Extracted records:
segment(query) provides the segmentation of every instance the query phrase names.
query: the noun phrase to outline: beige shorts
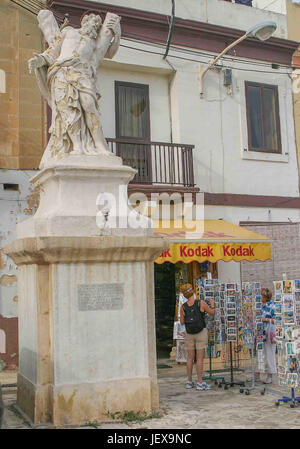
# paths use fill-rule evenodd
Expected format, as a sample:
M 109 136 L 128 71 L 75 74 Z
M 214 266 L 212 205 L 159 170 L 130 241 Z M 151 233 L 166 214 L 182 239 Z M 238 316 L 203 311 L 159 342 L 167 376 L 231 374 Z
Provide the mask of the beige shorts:
M 208 343 L 208 332 L 206 327 L 198 334 L 186 334 L 184 339 L 185 349 L 192 351 L 193 349 L 206 349 Z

Aim of the task:
Render the material above as a JSON list of strings, one string per line and no entries for blank lines. Leave the picture out.

Final answer:
[
  "segment(query) provides the segmentation of every instance the query phrase names.",
  "query: the noun phrase to outline: beige shorts",
  "# paths use fill-rule evenodd",
  "Expected format, as a sample:",
  "M 109 136 L 128 71 L 75 74 Z",
  "M 214 266 L 212 205 L 159 170 L 130 241 Z M 151 233 L 166 214 L 182 239 Z M 238 316 L 203 311 L 159 342 L 167 376 L 231 374 Z",
  "Provide the mask of the beige shorts:",
  "M 208 343 L 208 332 L 206 327 L 198 334 L 186 334 L 184 339 L 185 349 L 192 351 L 193 349 L 206 349 Z"
]